___ Records supplied ___

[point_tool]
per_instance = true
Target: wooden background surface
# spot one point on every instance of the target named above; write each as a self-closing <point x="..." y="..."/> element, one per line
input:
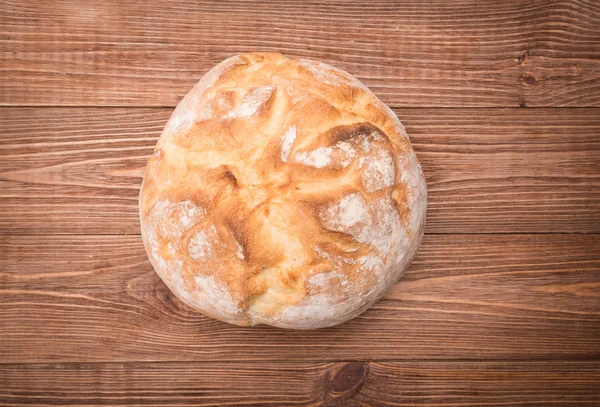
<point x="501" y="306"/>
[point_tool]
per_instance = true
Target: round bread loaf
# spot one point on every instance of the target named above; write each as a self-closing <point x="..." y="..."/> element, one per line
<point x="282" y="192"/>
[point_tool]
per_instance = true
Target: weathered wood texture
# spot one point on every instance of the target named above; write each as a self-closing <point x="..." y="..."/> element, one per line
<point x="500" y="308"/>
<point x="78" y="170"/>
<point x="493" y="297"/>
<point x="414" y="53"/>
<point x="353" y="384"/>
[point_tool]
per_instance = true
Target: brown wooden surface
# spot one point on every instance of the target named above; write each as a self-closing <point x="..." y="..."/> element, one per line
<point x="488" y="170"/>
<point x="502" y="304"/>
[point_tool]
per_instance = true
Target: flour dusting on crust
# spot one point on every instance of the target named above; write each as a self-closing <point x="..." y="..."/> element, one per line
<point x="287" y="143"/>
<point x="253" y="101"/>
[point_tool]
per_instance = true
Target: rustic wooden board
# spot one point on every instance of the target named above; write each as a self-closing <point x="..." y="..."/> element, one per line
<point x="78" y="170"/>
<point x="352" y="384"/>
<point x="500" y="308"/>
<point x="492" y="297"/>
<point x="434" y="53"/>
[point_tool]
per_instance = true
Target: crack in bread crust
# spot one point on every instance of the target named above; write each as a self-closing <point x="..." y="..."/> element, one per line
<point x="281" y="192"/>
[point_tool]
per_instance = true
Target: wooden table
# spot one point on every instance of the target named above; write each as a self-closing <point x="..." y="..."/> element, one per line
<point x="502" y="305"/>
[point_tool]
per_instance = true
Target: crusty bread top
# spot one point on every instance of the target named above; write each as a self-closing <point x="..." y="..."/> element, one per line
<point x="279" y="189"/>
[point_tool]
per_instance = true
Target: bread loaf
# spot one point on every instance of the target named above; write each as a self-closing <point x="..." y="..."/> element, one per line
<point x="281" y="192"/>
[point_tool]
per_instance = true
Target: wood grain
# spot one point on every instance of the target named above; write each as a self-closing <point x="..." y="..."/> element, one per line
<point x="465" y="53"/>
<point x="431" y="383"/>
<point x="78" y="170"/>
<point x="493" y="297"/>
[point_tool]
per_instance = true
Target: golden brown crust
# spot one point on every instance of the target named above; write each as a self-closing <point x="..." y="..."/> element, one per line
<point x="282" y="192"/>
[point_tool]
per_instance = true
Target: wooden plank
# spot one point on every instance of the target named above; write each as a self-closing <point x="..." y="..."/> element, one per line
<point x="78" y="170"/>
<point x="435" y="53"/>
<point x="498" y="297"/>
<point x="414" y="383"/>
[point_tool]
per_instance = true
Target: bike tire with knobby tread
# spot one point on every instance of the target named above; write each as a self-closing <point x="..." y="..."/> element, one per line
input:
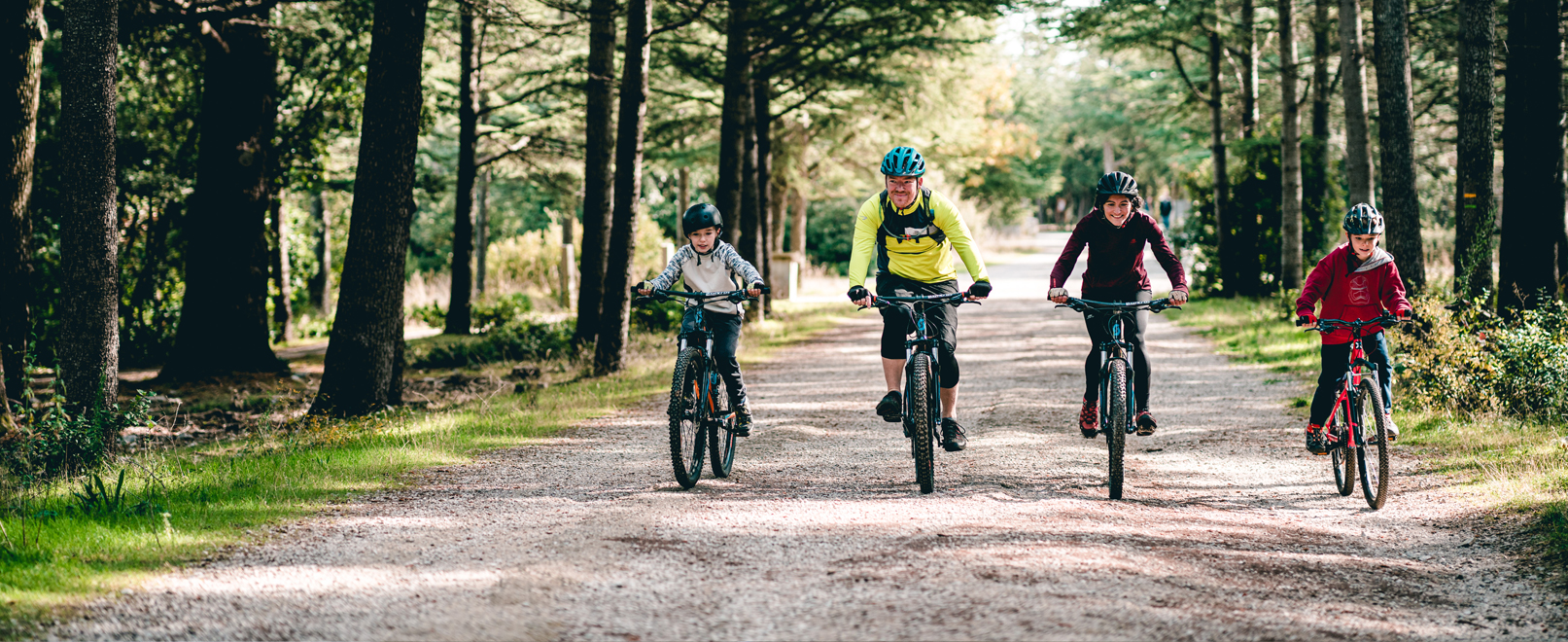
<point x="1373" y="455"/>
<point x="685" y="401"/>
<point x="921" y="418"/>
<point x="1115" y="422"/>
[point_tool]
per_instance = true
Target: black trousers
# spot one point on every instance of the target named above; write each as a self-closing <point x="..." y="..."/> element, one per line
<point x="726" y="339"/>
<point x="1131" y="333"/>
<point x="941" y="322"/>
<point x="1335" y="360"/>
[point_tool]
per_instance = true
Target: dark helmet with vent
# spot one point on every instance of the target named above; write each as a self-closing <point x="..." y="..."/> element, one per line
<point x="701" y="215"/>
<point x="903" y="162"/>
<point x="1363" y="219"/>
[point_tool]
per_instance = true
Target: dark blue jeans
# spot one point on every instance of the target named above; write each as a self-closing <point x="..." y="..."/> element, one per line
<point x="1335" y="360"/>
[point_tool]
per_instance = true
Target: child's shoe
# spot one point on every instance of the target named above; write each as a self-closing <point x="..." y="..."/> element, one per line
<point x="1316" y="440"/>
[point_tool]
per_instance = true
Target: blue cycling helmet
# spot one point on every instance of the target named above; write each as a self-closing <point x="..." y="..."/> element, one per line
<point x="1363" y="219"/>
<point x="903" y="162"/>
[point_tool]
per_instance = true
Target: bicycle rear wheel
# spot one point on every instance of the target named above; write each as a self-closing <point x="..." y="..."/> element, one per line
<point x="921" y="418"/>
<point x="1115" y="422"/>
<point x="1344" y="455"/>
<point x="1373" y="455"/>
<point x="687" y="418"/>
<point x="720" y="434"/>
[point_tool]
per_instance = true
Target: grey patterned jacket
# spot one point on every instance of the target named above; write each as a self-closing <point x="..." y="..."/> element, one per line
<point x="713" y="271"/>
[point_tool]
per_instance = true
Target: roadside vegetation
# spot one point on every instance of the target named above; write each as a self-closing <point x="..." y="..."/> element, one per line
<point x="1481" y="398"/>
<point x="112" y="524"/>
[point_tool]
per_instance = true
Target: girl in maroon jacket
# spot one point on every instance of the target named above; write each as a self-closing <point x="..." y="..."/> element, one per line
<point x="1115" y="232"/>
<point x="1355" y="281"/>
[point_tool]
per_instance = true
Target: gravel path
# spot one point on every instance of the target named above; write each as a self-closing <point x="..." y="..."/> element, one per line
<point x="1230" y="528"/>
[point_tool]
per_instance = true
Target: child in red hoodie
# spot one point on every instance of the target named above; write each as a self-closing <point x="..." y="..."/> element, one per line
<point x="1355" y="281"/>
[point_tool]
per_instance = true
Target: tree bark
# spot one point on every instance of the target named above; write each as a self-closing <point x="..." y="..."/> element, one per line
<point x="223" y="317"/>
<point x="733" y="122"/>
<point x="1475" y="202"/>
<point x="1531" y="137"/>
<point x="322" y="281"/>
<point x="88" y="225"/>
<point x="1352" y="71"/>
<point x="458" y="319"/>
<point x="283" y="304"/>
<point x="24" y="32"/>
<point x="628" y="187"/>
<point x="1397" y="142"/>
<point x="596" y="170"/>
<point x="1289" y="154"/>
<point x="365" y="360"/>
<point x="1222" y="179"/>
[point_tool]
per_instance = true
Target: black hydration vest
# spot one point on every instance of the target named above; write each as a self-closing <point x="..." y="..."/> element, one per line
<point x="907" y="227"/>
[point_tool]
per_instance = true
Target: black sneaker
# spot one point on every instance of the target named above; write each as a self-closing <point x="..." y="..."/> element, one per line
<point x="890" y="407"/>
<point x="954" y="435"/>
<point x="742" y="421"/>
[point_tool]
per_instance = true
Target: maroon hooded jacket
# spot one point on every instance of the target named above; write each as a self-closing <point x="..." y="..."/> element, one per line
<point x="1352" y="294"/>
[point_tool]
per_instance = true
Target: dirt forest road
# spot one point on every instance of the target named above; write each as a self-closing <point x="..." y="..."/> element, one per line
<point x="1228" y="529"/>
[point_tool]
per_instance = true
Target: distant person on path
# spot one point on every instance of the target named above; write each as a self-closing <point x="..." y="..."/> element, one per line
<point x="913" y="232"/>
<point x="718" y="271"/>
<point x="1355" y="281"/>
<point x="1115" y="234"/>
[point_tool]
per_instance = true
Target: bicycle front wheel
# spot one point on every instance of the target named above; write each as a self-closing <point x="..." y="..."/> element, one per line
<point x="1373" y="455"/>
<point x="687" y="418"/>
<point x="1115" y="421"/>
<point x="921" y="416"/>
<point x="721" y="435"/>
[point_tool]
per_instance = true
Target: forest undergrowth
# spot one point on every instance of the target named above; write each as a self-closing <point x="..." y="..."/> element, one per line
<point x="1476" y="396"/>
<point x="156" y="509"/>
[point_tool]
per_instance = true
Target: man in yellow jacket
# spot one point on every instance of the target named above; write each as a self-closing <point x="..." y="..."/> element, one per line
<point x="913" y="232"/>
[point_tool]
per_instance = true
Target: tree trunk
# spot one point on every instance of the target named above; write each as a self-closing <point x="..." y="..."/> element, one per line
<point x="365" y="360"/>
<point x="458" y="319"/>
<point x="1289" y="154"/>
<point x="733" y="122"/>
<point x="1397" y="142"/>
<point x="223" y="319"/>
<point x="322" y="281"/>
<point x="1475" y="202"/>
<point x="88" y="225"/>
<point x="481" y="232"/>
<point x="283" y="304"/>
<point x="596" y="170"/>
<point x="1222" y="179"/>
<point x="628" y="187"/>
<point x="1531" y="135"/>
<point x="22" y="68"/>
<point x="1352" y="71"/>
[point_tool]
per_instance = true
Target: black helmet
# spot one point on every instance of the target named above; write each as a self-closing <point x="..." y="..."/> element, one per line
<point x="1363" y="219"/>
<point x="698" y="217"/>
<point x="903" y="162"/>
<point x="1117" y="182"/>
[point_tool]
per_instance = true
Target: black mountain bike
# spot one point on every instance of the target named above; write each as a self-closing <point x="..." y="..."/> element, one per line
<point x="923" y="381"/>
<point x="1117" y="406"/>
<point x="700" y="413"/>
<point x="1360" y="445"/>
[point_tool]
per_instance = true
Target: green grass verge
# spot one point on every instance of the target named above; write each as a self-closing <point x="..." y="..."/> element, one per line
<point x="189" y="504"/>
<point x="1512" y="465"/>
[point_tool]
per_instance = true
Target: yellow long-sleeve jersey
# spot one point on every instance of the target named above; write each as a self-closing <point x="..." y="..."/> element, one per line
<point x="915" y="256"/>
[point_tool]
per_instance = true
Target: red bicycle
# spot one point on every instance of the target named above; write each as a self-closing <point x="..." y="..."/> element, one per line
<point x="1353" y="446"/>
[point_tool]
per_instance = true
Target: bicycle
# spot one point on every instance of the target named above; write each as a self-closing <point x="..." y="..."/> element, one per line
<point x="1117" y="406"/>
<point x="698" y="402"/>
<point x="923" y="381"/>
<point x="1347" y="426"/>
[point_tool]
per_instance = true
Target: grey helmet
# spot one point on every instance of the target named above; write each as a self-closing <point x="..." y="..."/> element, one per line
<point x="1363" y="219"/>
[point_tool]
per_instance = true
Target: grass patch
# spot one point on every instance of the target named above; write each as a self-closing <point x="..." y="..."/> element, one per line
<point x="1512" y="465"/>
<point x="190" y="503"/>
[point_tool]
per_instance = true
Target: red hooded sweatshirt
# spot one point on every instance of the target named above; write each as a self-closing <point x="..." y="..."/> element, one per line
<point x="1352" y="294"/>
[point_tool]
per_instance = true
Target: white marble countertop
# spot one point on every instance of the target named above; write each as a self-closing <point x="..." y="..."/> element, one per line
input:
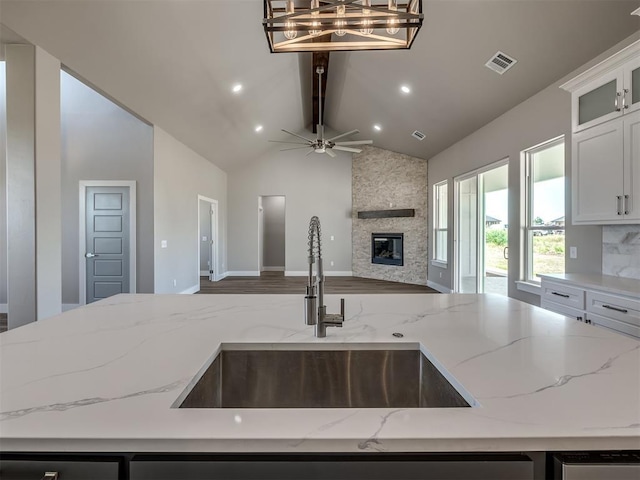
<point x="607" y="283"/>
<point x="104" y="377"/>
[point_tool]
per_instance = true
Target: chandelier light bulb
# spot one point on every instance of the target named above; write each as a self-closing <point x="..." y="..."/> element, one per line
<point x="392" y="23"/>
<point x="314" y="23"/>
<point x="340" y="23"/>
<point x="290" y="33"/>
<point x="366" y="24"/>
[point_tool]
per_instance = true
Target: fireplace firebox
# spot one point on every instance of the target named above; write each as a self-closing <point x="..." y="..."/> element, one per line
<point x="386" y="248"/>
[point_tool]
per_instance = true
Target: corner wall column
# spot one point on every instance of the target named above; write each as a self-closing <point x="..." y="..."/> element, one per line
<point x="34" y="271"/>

___

◆ Brief ◆
Lines of the listing above that include the string "bread" should each be copied.

◆ Task result ◆
Target: round bread loaf
Target: crack in bread crust
Target: crusty bread top
Target: bread loaf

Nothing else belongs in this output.